• _COSA FARAI_
Rispondi alle domande seguenti sul brano dedicato al Documento di programmazione economico finanziaria, numerando ogni risposta come la domanda corrispondente.
1. Quale valore del Prodotto interno lordo indica la bozza del Def per il 2020?
2. A quale percentuale salirà il debito pubblico?
3. Quanti miliardi di spese congela la clausola concordata con Bruxelles?

Governo a 2 volti
e partita di giro

Il Consiglio dei ministri ha finalmente dato il via libera al Documento di programmazione economico finanziaria. Come è noto, il Documento definisce il quadro macro-economico di medio periodo e fissa i principali obiettivi della manovra economica del prossimo autunno. La bozza del Def, con le sue indicazioni programmatiche, prevede per quest’anno il Prodotto interno lordo allo 0,2 per cento e allo 0,6 per cento nel 2020.

Il debito pubblico salirà al 132,7 per cento, il massimo storico, il più alto di tutti i tempi, per calare fra un anno al 131,7. Il flusso del deficit aumenterà al 2,4 per cento, cifra che aveva ricevuto l’altolà dell’Unione ai tempi della Manovra economica. Anche per questi peggioramenti, si prevede di attivare la clausola concordata con Bruxelles che congela definitivamente due miliardi di spese. In ogni caso il governo si attiene ai paletti di Bruxelles.

• _ESTRATTO DEI DATI_

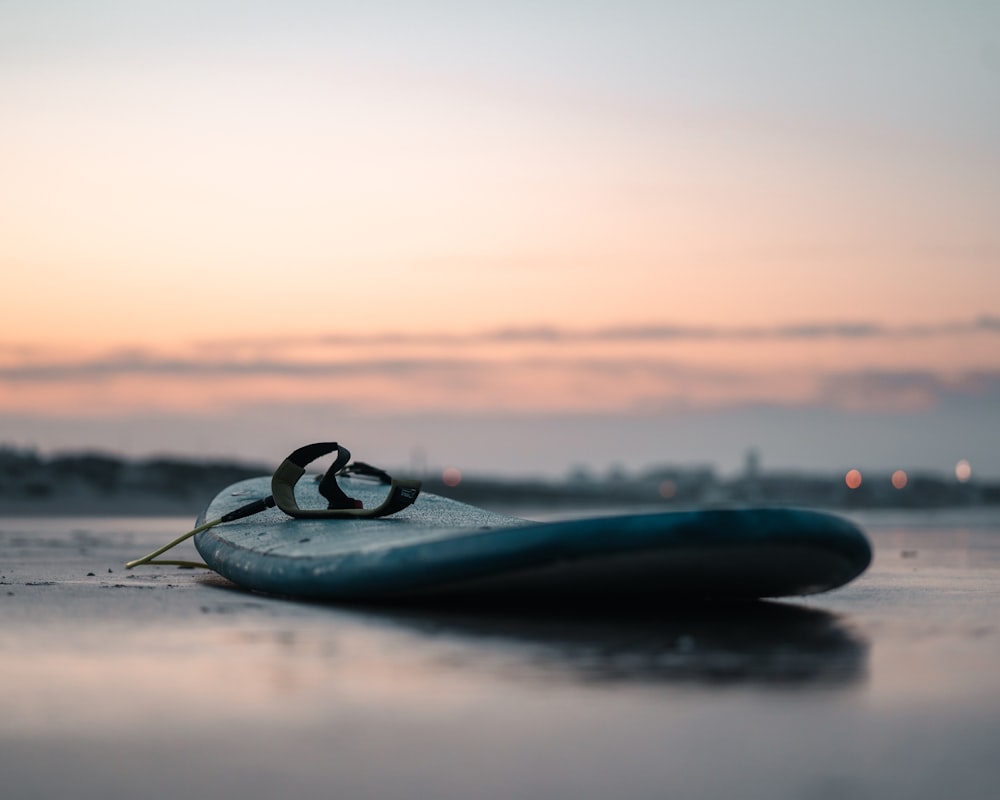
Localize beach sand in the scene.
[0,511,1000,800]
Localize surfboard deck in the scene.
[194,477,872,601]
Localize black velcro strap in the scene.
[271,442,420,519]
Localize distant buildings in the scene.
[0,448,1000,515]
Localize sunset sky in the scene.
[0,0,1000,478]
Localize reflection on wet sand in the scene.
[342,602,869,687]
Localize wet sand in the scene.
[0,511,1000,800]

• _RISPOSTA_
1. Lo 0,6 per cento.
2. Al 132,7 per cento.
3. Due miliardi.